* EJERCICIO BREVE *
Extrae del material que sigue cada línea que contenga la cadena "with", teniendo en cuenta la distinción entre mayúsculas y minúsculas.

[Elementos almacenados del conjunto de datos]
++++++++++++++++++++
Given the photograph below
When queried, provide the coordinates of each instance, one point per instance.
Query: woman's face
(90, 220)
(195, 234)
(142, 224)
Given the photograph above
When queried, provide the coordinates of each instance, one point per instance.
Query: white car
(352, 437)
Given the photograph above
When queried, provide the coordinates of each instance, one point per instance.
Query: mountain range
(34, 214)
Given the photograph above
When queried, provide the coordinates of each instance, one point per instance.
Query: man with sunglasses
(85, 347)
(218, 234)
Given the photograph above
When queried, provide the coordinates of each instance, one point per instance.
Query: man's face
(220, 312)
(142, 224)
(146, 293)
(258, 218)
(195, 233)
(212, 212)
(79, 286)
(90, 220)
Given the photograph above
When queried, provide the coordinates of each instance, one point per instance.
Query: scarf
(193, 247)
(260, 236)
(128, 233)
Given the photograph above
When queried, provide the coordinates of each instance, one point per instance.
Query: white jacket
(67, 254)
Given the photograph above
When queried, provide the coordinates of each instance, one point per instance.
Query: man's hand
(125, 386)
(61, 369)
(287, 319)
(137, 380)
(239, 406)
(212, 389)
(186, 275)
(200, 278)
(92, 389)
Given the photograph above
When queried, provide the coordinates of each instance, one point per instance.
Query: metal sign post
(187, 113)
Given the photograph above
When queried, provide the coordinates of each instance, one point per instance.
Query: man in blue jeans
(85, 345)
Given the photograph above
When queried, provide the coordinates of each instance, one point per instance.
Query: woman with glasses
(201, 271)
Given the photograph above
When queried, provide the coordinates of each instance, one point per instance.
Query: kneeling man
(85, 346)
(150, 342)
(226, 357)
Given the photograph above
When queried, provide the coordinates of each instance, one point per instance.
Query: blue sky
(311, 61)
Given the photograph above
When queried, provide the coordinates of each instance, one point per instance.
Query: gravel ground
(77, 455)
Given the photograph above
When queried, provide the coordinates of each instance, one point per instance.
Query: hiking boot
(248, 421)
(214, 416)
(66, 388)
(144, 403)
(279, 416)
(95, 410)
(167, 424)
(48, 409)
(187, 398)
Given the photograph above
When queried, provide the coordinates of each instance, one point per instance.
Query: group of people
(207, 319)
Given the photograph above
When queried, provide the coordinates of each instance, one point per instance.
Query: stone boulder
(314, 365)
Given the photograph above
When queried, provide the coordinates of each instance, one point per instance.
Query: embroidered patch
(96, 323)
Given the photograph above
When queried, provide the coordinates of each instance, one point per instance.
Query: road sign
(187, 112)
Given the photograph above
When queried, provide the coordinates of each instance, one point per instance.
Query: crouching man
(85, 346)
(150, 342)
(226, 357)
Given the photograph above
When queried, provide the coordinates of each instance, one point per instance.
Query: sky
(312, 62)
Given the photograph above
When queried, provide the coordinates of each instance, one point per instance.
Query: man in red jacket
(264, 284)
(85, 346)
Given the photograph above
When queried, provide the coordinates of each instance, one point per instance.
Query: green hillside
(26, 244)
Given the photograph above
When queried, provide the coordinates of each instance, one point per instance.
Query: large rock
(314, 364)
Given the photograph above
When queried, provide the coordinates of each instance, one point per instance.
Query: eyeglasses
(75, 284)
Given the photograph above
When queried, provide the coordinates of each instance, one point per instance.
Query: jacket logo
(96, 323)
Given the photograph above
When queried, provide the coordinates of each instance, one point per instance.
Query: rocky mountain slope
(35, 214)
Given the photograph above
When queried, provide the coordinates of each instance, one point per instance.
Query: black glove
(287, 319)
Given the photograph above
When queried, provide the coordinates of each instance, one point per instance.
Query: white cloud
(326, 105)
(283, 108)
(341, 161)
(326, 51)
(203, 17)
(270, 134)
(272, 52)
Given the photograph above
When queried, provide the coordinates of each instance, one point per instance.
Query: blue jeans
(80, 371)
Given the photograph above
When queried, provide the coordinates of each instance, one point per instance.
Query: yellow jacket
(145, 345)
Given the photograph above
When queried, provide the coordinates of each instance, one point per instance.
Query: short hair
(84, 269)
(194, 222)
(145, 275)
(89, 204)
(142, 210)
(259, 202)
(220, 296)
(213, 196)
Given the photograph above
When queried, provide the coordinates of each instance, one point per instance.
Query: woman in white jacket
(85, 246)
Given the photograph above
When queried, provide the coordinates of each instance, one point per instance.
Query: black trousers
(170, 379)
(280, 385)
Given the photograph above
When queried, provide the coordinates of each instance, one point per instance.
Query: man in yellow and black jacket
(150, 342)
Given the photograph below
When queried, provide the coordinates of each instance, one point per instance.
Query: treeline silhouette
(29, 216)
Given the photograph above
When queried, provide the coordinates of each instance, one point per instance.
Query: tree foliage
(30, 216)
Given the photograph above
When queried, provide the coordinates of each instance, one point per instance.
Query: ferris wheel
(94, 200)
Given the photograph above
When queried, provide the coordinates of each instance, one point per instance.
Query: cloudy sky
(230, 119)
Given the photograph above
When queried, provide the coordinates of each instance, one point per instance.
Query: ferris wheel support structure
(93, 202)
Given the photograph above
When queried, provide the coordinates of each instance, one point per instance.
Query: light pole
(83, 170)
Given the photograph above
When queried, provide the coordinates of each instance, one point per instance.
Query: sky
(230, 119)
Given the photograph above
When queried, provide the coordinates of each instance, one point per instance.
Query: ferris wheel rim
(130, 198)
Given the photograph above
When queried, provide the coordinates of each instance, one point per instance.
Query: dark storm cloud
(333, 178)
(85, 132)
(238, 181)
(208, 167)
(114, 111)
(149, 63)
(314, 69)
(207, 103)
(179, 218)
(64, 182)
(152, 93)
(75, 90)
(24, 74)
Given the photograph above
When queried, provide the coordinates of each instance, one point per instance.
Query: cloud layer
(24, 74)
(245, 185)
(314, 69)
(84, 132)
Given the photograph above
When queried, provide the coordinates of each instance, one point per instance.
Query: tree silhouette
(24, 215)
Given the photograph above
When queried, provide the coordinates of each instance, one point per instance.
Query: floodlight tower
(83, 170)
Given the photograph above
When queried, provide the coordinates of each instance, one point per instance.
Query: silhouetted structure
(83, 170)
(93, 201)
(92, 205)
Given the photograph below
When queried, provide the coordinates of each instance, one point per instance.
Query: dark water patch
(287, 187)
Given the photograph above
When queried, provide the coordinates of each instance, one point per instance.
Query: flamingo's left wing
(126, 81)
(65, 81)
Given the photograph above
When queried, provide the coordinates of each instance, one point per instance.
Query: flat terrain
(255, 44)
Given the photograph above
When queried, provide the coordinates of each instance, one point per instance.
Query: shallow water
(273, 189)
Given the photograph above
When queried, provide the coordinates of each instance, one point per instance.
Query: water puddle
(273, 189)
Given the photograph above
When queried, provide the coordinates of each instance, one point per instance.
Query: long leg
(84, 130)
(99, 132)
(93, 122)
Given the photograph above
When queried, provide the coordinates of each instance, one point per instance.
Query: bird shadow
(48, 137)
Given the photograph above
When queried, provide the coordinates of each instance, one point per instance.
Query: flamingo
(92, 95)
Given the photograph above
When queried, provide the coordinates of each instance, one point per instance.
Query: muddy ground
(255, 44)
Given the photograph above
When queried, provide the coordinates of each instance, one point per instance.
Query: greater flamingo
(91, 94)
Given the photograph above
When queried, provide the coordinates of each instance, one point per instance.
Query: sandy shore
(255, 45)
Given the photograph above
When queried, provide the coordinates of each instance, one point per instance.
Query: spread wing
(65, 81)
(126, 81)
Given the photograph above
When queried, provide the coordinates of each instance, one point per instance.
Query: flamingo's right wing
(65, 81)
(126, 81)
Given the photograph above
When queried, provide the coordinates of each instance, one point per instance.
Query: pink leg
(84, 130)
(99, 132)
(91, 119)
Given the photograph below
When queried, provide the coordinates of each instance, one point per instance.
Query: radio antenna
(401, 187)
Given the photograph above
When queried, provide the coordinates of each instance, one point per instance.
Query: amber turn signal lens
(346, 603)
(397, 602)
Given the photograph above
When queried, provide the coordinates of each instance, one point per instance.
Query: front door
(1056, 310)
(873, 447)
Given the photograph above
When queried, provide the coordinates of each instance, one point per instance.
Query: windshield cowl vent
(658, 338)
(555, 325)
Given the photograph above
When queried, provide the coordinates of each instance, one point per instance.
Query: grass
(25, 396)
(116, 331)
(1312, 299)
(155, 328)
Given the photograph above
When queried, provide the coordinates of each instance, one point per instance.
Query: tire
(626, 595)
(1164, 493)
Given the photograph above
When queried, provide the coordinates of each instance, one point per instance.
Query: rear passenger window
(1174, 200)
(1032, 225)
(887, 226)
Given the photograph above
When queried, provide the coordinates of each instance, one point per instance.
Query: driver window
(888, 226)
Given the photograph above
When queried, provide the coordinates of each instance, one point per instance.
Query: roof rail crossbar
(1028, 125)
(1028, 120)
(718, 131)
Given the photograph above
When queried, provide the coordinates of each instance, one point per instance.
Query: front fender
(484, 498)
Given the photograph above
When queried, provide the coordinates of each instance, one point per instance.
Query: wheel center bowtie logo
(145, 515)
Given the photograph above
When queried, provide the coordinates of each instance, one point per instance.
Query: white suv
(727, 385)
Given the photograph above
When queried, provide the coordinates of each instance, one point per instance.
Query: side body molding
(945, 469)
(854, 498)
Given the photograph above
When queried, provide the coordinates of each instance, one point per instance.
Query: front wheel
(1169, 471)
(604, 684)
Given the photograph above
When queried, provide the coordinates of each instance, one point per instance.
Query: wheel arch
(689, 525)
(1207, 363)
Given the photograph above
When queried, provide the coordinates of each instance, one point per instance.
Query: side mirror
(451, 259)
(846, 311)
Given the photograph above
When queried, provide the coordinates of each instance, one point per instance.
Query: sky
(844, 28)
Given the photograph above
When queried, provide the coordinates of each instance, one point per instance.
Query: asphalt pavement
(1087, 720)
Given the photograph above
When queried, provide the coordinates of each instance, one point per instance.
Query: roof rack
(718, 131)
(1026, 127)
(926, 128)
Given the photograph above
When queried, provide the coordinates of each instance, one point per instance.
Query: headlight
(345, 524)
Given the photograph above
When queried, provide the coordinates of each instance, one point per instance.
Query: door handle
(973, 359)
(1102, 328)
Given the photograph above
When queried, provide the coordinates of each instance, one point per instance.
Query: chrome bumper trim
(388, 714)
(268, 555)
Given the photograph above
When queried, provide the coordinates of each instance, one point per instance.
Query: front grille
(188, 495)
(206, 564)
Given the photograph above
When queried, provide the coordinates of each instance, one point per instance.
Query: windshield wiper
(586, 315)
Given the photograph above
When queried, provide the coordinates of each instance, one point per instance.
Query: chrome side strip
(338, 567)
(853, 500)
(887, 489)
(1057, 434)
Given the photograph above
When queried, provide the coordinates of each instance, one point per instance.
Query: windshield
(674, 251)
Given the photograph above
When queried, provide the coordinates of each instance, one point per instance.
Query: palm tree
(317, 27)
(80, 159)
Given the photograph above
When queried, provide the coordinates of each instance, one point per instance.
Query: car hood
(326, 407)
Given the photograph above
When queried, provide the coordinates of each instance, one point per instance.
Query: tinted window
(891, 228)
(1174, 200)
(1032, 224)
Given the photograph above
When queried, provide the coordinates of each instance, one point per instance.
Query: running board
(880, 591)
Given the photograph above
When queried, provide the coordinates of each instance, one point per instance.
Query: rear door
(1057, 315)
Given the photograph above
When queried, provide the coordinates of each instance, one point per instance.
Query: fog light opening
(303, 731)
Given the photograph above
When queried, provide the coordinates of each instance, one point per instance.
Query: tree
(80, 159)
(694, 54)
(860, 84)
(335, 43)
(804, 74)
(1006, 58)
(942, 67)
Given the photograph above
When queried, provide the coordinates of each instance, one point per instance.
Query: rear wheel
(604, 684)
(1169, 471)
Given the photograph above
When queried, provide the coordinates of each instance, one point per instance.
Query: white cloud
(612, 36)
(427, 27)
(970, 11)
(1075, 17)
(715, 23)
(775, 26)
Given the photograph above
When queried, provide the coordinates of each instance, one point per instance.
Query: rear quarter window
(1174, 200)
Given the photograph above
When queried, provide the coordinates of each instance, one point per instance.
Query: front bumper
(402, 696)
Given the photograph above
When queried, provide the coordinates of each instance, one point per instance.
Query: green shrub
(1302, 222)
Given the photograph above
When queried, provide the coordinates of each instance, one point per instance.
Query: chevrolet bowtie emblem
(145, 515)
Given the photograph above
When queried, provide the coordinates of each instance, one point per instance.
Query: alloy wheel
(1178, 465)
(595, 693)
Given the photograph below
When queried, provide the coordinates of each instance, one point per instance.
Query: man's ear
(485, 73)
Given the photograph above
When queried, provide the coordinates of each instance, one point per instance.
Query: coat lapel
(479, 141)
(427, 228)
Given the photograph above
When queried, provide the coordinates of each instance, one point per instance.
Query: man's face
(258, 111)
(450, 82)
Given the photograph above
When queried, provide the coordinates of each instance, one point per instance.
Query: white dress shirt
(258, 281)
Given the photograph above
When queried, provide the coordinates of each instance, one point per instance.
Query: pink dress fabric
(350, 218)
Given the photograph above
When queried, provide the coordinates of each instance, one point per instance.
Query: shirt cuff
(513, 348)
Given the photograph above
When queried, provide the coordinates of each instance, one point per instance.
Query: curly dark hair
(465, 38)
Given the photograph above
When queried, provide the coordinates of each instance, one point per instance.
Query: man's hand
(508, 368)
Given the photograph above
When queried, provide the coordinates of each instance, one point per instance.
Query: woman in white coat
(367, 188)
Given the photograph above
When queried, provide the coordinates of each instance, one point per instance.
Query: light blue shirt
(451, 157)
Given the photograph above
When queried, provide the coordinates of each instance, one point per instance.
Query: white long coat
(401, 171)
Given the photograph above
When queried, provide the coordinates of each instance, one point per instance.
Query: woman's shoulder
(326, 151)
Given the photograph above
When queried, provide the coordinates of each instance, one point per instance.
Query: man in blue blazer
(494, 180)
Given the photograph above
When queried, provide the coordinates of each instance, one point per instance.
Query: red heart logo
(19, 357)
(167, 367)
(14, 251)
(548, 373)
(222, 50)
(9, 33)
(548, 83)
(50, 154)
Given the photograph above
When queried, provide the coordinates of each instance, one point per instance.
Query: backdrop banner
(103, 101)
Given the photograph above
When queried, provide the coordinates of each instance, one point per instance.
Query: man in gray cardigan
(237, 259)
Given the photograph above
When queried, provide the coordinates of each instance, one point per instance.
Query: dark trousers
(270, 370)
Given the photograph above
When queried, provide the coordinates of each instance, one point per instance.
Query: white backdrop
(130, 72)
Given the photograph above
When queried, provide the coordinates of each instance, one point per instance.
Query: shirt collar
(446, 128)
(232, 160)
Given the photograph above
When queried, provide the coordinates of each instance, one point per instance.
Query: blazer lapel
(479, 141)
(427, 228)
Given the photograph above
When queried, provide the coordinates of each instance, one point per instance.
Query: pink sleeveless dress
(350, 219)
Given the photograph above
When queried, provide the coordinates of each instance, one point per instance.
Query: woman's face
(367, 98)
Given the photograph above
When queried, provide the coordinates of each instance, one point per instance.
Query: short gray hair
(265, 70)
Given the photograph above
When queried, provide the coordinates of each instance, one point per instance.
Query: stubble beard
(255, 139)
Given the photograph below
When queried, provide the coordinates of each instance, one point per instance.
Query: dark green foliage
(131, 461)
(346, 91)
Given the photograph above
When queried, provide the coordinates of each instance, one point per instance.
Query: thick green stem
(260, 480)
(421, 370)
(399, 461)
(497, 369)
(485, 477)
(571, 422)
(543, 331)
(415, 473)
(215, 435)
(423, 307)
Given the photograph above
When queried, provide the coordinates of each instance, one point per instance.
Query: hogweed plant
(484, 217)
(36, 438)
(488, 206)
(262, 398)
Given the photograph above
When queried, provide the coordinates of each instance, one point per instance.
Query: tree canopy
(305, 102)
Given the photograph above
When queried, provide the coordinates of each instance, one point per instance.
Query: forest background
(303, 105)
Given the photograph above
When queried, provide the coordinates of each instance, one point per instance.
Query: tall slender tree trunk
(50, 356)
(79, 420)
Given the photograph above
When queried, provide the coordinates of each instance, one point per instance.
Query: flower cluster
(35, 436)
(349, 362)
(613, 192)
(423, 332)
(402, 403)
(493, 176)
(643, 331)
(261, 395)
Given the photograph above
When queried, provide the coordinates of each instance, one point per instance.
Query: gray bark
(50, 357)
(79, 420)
++++++++++++++++++++
* RESPUESTA DESARROLLADA *
Query: man with sunglasses
Query: woman with glasses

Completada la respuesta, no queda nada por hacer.